**Суть задания**
Обновите все записи ниже: замените "a dot on each instance" на "one dot per instance", остальной текст оставьте без изменений.

**Исходные данные**

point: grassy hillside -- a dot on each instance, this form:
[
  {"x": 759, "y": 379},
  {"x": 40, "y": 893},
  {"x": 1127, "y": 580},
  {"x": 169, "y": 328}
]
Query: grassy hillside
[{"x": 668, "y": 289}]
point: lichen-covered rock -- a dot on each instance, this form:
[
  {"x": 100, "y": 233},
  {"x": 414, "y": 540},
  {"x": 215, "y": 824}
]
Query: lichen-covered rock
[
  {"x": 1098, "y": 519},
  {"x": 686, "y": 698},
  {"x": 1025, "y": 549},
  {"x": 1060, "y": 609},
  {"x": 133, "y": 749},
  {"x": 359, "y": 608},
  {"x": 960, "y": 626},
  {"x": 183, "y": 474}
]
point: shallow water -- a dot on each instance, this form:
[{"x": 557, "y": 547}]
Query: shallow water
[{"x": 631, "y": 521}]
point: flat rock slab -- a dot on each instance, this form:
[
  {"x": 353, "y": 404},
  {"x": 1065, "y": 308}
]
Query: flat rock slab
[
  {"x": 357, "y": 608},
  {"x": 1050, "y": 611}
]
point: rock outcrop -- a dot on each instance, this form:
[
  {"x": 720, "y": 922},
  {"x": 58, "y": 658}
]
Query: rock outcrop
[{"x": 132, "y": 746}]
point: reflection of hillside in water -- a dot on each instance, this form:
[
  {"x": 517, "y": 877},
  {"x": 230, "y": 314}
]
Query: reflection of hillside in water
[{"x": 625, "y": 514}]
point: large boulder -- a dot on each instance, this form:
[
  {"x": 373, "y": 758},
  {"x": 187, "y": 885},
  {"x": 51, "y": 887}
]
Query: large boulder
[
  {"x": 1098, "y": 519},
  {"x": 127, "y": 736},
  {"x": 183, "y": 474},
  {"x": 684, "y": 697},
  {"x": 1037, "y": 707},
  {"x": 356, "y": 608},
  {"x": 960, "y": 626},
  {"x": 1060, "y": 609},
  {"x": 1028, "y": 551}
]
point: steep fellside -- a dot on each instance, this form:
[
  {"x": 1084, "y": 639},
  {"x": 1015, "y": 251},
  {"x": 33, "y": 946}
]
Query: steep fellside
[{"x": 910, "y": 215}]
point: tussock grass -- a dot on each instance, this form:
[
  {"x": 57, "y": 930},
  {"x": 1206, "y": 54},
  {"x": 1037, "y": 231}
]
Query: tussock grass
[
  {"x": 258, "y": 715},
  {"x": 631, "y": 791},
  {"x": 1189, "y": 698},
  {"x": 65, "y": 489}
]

**Ответ к заданию**
point: grassy hillside -- one dot per instance, this form:
[
  {"x": 759, "y": 379},
  {"x": 40, "y": 893},
  {"x": 1127, "y": 580},
  {"x": 169, "y": 328}
]
Query: grassy hillside
[{"x": 668, "y": 289}]
point: lichen-covered rock -- one dot per instance, this form:
[
  {"x": 100, "y": 233},
  {"x": 414, "y": 540},
  {"x": 215, "y": 824}
]
Query: lichen-covered rock
[
  {"x": 1098, "y": 519},
  {"x": 686, "y": 698},
  {"x": 1025, "y": 549},
  {"x": 1060, "y": 609},
  {"x": 133, "y": 749},
  {"x": 359, "y": 608},
  {"x": 960, "y": 626},
  {"x": 183, "y": 474}
]
point: shallow water -- one dot per instance, this form:
[{"x": 557, "y": 547}]
Query: shallow water
[{"x": 631, "y": 521}]
point: flat rock slab -- one dot per instance, this form:
[
  {"x": 353, "y": 404},
  {"x": 1065, "y": 308}
]
Query: flat rock slab
[
  {"x": 357, "y": 608},
  {"x": 1050, "y": 611}
]
point: rock outcrop -- one dot per instance, this form:
[
  {"x": 720, "y": 922},
  {"x": 58, "y": 658}
]
Query: rock outcrop
[{"x": 132, "y": 746}]
point: reflection of hillside in water -- one dot per instance, this form:
[
  {"x": 517, "y": 877},
  {"x": 230, "y": 314}
]
Query: reflection of hillside in water
[{"x": 625, "y": 514}]
point: large boulder -- one dot per instance, this form:
[
  {"x": 373, "y": 758},
  {"x": 187, "y": 885},
  {"x": 51, "y": 887}
]
Query: large boulder
[
  {"x": 1098, "y": 519},
  {"x": 127, "y": 736},
  {"x": 183, "y": 474},
  {"x": 684, "y": 697},
  {"x": 1037, "y": 707},
  {"x": 356, "y": 608},
  {"x": 960, "y": 626},
  {"x": 1060, "y": 609},
  {"x": 1028, "y": 551}
]
point: steep fellside -- one dot per instance, this form:
[
  {"x": 1084, "y": 639},
  {"x": 1015, "y": 251},
  {"x": 33, "y": 946}
]
Query: steep fellside
[{"x": 910, "y": 215}]
point: tussock grass -- one dot per instance, this form:
[
  {"x": 57, "y": 930},
  {"x": 1206, "y": 54},
  {"x": 1037, "y": 231}
]
Query: tussock grass
[
  {"x": 258, "y": 715},
  {"x": 631, "y": 791},
  {"x": 1189, "y": 698},
  {"x": 65, "y": 489}
]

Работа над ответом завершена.